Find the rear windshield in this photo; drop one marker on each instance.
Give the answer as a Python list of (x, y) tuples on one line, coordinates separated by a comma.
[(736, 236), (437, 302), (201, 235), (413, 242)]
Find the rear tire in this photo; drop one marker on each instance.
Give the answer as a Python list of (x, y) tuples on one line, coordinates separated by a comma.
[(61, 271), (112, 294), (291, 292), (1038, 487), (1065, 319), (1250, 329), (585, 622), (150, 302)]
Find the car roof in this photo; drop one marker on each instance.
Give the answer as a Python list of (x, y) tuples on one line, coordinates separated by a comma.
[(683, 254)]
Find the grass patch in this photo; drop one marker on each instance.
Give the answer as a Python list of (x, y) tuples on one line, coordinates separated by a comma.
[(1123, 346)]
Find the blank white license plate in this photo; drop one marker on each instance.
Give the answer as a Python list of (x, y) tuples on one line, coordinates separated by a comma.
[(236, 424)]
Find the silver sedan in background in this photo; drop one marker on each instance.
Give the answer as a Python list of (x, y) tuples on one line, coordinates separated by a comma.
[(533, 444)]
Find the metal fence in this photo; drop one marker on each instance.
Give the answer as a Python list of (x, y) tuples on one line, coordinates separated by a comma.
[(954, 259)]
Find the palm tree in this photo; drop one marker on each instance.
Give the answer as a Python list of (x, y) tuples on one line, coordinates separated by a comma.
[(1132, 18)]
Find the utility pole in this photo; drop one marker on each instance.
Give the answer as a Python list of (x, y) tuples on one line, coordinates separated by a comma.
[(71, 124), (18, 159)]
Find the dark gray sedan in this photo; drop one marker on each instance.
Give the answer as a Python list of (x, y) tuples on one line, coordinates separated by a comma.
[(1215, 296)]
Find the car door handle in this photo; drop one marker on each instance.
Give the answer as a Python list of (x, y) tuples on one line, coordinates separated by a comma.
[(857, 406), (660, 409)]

→ WHAT IS REQUIRED
Retype every entry without changing anything.

→ EXERCISE OUTPUT
Find the rear windshield in this photo; drop one marker on each instance.
Give the answer as a Python list of (x, y) tuples on one line, coordinates separated by a comma.
[(736, 236), (437, 302), (201, 235), (413, 242)]
Find the rear tire in this photo; drop one marker on each instance.
Give the answer as a Python list of (x, y) tuples on one line, coordinates separated by a comma.
[(61, 271), (112, 294), (291, 292), (1038, 487), (1065, 319), (1250, 329), (585, 622), (150, 302)]
Find the car roof in this photo; drop one marker on each instance.
Give the answer as a Python list of (x, y) tuples on one line, coordinates separated by a comma.
[(683, 254)]
Find the grass patch in this photo; drop one marker on each instance.
Give the answer as a Python list of (x, y) tuples on one line, coordinates separated by a comma.
[(1123, 346)]
Find the blank white license plate in this photo; drop one marker on each instance.
Give the answer as a Python list of (x, y) tuples on one line, coordinates separated by a comma.
[(236, 424)]
Find the silver sedan in background in this photo; drop one marker on each instance.
Give the answer as a Python list of (x, y) tuples on one line, coordinates separated by a comma.
[(533, 444)]
Find the metal fence in this photo; drop one marker on each instance.
Give the answer as a Python list of (x, y) tuples on one line, coordinates separated by a comma.
[(954, 259)]
Find the palm tree in this photo; drop one marker on each instance.
Give the answer as a Python list of (x, y) tuples on one line, coordinates separated by a comma.
[(1132, 18)]
Find the utility pole in this photo; drop one marker on each instance.
Give the answer as a Python list of (x, y) tuples on one line, coordinates separated by a comma.
[(71, 124), (18, 159)]
Find the dark gray sedan in this photo; drop one marker on each instance.
Give the answer as a Python list of (x, y) tuples on one line, coordinates separated by a comma.
[(1215, 296)]
Find the car door handle in this photo; drop one marker on each instance.
Give the answer as a Python list of (x, y) tuples on one line, coordinates separated by a comma.
[(857, 406), (660, 409)]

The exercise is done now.